__Your goal__. Please reproduce the entire listing exactly.

****************************************

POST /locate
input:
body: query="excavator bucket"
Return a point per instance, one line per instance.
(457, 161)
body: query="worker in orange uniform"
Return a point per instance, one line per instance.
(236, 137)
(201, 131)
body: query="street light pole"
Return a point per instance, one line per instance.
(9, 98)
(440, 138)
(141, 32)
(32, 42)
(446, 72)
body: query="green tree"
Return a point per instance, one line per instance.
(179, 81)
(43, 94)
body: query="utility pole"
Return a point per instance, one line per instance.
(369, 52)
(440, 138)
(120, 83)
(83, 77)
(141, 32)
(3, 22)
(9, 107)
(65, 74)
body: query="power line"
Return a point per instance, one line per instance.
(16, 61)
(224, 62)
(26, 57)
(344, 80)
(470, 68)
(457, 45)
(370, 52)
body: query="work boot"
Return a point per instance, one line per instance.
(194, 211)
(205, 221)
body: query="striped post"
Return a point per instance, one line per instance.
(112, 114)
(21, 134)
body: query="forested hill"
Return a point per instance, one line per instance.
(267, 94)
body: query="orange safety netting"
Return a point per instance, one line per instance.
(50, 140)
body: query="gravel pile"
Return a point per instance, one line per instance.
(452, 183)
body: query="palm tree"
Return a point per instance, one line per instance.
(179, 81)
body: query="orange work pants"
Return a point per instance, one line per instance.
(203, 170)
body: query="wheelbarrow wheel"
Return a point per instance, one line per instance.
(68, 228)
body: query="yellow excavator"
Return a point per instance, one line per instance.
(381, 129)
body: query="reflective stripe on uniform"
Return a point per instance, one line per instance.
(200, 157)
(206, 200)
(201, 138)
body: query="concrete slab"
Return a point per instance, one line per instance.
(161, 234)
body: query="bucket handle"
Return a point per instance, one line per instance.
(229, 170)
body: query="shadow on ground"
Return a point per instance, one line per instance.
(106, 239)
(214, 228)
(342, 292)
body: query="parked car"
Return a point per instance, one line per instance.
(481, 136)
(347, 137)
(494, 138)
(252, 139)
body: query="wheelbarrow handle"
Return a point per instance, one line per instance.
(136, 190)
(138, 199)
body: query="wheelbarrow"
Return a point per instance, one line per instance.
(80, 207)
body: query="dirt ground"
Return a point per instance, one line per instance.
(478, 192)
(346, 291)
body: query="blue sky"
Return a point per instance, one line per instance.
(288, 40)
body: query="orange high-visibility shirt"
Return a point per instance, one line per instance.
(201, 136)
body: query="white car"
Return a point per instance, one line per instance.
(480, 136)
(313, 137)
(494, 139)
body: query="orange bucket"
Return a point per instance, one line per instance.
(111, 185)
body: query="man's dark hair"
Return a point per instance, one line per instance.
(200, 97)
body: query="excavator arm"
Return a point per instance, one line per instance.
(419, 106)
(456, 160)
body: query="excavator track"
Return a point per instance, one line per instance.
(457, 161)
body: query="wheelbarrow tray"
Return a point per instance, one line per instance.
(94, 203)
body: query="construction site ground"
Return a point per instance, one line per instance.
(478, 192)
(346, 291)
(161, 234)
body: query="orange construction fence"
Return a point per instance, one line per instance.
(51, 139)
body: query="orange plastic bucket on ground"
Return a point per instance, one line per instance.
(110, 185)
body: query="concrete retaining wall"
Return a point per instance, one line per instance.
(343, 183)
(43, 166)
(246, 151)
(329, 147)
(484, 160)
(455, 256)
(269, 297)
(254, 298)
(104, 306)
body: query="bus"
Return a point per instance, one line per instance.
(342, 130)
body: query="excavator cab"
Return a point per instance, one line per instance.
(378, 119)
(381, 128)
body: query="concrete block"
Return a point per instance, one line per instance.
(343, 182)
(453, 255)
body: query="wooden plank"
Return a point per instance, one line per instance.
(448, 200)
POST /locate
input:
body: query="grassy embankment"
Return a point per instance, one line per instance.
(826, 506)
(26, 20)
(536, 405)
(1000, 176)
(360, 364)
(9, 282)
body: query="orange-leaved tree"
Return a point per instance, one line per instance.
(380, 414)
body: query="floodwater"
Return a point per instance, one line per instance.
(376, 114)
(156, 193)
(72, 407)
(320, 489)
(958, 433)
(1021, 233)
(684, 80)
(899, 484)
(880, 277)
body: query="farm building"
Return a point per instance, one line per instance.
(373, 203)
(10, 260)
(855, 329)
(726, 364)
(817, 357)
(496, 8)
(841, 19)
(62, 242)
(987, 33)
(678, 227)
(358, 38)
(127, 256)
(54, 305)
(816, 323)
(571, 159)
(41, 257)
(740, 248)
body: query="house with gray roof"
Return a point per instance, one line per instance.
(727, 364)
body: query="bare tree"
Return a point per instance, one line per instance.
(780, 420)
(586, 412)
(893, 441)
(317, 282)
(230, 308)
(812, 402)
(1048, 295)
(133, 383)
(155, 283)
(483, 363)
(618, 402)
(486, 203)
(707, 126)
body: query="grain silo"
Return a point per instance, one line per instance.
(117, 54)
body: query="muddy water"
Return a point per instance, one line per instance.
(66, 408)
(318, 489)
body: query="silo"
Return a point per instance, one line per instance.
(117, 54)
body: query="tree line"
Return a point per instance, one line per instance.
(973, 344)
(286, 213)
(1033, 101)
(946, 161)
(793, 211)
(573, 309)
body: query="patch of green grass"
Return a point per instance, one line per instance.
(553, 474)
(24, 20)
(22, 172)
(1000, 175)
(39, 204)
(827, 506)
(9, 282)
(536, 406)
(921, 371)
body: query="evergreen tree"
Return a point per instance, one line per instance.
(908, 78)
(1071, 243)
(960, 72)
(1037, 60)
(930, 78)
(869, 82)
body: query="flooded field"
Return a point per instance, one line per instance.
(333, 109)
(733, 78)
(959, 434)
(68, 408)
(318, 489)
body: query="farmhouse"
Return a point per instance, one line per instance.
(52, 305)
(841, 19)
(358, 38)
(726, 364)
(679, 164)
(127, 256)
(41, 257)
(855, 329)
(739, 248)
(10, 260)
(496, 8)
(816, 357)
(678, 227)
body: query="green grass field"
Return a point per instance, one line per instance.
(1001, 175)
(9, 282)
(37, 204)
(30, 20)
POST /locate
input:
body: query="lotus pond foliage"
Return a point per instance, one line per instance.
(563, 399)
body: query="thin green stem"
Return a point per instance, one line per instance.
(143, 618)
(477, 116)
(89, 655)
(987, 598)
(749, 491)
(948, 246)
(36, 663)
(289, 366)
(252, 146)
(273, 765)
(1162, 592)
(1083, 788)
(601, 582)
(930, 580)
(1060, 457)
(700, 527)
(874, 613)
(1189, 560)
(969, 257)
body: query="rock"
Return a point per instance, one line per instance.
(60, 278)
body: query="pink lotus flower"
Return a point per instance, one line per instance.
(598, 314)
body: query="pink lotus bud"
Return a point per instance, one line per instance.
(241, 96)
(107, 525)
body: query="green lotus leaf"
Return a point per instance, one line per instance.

****************************************

__Solution for this exercise__.
POST /locate
input:
body: query="excavator bucket"
Return a point per instance, one line per instance.
(457, 161)
body: query="worker in orange uniform"
Return a point per instance, one line per instance.
(236, 137)
(201, 131)
body: query="street light pole"
Return a point per instance, one line per instance.
(9, 98)
(440, 138)
(141, 32)
(32, 42)
(446, 72)
body: query="green tree"
Return a point per instance, one line per instance.
(179, 81)
(43, 94)
body: query="utility pole"
Return a point per instance, one line per instance.
(369, 52)
(440, 138)
(120, 83)
(83, 77)
(141, 32)
(3, 22)
(9, 107)
(65, 74)
body: query="power line"
Return a point per instance, one line per instance.
(16, 61)
(224, 62)
(26, 57)
(344, 80)
(470, 68)
(457, 45)
(370, 52)
body: query="work boot"
Return a point per instance, one line per instance.
(194, 211)
(205, 221)
body: query="striped post"
Return a point per instance, one line per instance.
(112, 114)
(21, 134)
body: query="forested hill"
Return a point per instance, one line per instance.
(267, 94)
body: query="orange safety netting"
Return a point per instance, one line per instance.
(50, 140)
body: query="gravel pile"
Return a point per instance, one line per instance.
(452, 183)
body: query="palm tree"
Return a point per instance, one line per instance.
(179, 81)
body: query="orange work pants"
Return a point per instance, one line per instance.
(203, 170)
body: query="wheelbarrow wheel"
Return a point per instance, one line per instance.
(68, 228)
body: query="yellow excavator"
Return a point per instance, one line per instance.
(381, 129)
body: query="reflective stripe on uniform"
Return a point per instance, one line per instance.
(200, 157)
(206, 200)
(201, 138)
body: query="concrete slab"
Return a point per instance, one line per instance.
(161, 234)
body: query="bucket handle"
Return a point per instance, one line per instance.
(229, 170)
body: query="shadow on ground"
Return a point per instance, one line per instance.
(106, 239)
(214, 228)
(342, 292)
body: query="parked car"
Return a point per instance, one line per instance.
(481, 136)
(347, 137)
(494, 138)
(252, 139)
body: query="wheelbarrow handle"
Return a point per instance, one line per instance.
(136, 190)
(138, 199)
body: query="wheelbarrow"
Return a point per instance, one line per instance.
(80, 207)
body: query="dirt ground"
Return a point per instance, one line per instance.
(478, 192)
(346, 291)
body: query="blue sky"
Return a point per instance, one line per instance.
(288, 40)
body: query="orange high-visibility shirt"
Return a point per instance, one line per instance.
(201, 136)
body: query="white car"
Return a point per instance, one line per instance.
(480, 136)
(313, 137)
(494, 139)
body: query="orange bucket"
Return a point per instance, one line per instance.
(111, 185)
body: query="man's dark hair"
Return a point per instance, one line per instance.
(200, 97)
body: query="excavator arm"
Return a point per instance, one line per instance.
(419, 106)
(456, 160)
body: query="excavator track"
Return a point per instance, one line per instance.
(457, 161)
body: query="wheelbarrow tray"
Return a point per instance, one line per instance.
(94, 203)
body: query="construction site ground"
Return a point per instance, one line per instance.
(478, 192)
(346, 291)
(161, 234)
body: query="orange construction fence"
Return a point per instance, one line per instance.
(51, 139)
body: query="orange plastic bucket on ground"
Return a point per instance, one line per instance.
(110, 185)
body: query="concrete retaining wall"
Return a point per instance, one line per instance.
(343, 183)
(43, 166)
(246, 151)
(329, 147)
(484, 160)
(455, 256)
(269, 297)
(254, 298)
(104, 306)
body: query="bus"
Return a point per instance, one line per instance.
(342, 130)
body: query="excavator cab"
Return a point per instance, one line per instance.
(378, 119)
(381, 128)
body: query="concrete block"
Return a point per instance, one line per instance.
(343, 182)
(453, 255)
body: query="wooden plank"
Return a point per instance, one line per instance.
(448, 200)
POST /locate
input:
body: query="grassy embankment"
Return a point per instance, one line per instance.
(826, 506)
(26, 20)
(536, 405)
(1000, 176)
(360, 364)
(9, 282)
body: query="orange-leaved tree"
Return a point per instance, one line per instance.
(380, 414)
body: query="floodwater"
Return a point per instance, one line per instance.
(376, 114)
(156, 193)
(72, 407)
(320, 489)
(958, 433)
(1021, 233)
(684, 80)
(899, 484)
(880, 277)
body: query="farm building"
Return a point per instance, one line per instance.
(373, 203)
(10, 260)
(855, 329)
(726, 364)
(817, 357)
(496, 8)
(841, 19)
(62, 242)
(987, 33)
(678, 227)
(358, 38)
(127, 256)
(54, 305)
(816, 323)
(571, 159)
(41, 257)
(740, 248)
body: query="house with gray roof"
Return a point per instance, one line per instance.
(727, 364)
body: query="bare tree"
Return a point per instance, one line per instance.
(780, 420)
(586, 412)
(893, 441)
(317, 282)
(230, 308)
(812, 402)
(1048, 295)
(133, 383)
(155, 283)
(483, 363)
(618, 402)
(486, 203)
(707, 126)
body: query="grain silo"
Return a point per instance, one line per instance.
(117, 54)
body: query="muddy water"
Return a point per instance, one line per instance.
(66, 408)
(318, 489)
body: query="silo"
Return a point per instance, one line per instance.
(117, 54)
body: query="tree line"
Return a point per instance, one line per instance.
(973, 344)
(286, 213)
(1033, 101)
(946, 161)
(793, 211)
(573, 309)
body: query="patch of green grass"
Return a point per instance, one line per instance.
(553, 474)
(24, 20)
(22, 172)
(1000, 175)
(39, 204)
(827, 506)
(9, 282)
(536, 406)
(921, 371)
body: query="evergreen tree"
Return a point per instance, one line per instance.
(908, 78)
(1071, 243)
(960, 72)
(1037, 60)
(930, 78)
(869, 82)
body: query="flooded field"
Return a point per instance, one line per instance.
(333, 109)
(733, 78)
(959, 434)
(68, 408)
(318, 489)
body: query="farmhouse"
Return a point per instance, one line per instance.
(52, 305)
(841, 19)
(358, 38)
(726, 364)
(679, 164)
(127, 256)
(41, 257)
(855, 329)
(739, 248)
(10, 260)
(496, 8)
(816, 357)
(678, 227)
body: query="green grass field"
Return a point per instance, one line per instance.
(1001, 175)
(9, 282)
(37, 204)
(30, 20)
POST /locate
input:
body: query="lotus pond foliage"
Return a point per instance, one line per instance.
(563, 399)
body: query="thin green stem"
Return a point per instance, one line per instance.
(143, 618)
(477, 116)
(89, 655)
(987, 598)
(749, 491)
(948, 246)
(36, 663)
(289, 366)
(252, 146)
(273, 765)
(1162, 592)
(1083, 788)
(601, 582)
(930, 580)
(1060, 457)
(700, 527)
(874, 613)
(1189, 560)
(969, 257)
body: query="rock"
Return a point per instance, one line per instance.
(60, 278)
body: query="pink lotus flower"
Return a point per instance, one line per instance.
(598, 314)
body: query="pink lotus bud"
Return a point per instance, one line per instance.
(241, 96)
(107, 525)
body: query="green lotus leaf"
Return a point per instance, one line per instance.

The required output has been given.